**BRIEF:**
Using the OLTR overview below, answer:
(a) At which conference and in which year was the paper presented, and in what format?
(b) In the 03/04/2020 update, what new name replaced the variables called selfatt?
(c) Which dataset does the update say does not have this problem?
╭─ TEXT EXTRACT
Pytorch implementation for "Large-Scale Long-Tailed Recognition in an Open World" (CVPR 2019 ORAL)

Overview

Large-Scale Long-Tailed Recognition in an Open World

[Project] [Paper] [Blog]

Overview

Open Long-Tailed Recognition (OLTR) is the author's re-implementation of the long-tail recognizer described in:
"Large-Scale Long-Tailed Recognition in an Open World"
Ziwei Liu*Zhongqi Miao*Xiaohang ZhanJiayun WangBoqing GongStella X. Yu  (CUHK & UC Berkeley / ICSI)  in IEEE Conference on Computer Vision and Pattern Recognition (CVPR) 2019, Oral Presentation

Further information please contact Zhongqi Miao and Ziwei Liu.

Update notifications

  • 03/04/2020: We changed all valirables named selfatt to modulatedatt so that the attention module can be properly trained in the second stage for Places-LT. ImageNet-LT does not have this problem since the weights are not freezed. We have updated new results using fixed code, which is still better than reported. The weights are also updated. Thanks!
╰─
╭─ RECORDED INFORMATION
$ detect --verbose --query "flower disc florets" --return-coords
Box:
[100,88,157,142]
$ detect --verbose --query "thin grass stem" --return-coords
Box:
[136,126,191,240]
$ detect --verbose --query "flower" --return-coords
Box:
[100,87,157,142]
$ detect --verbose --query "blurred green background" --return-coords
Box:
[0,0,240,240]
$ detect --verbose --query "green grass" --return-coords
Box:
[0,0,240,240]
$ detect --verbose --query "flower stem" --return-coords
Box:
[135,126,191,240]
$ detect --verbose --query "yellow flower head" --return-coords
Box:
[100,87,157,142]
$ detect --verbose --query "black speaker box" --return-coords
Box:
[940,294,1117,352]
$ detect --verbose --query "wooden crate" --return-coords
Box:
╰─
**WRITTEN REPLY:**
(a) The IEEE Conference on Computer Vision and Pattern Recognition (CVPR) 2019, as an oral presentation.
(b) modulatedatt
(c) ImageNet-LT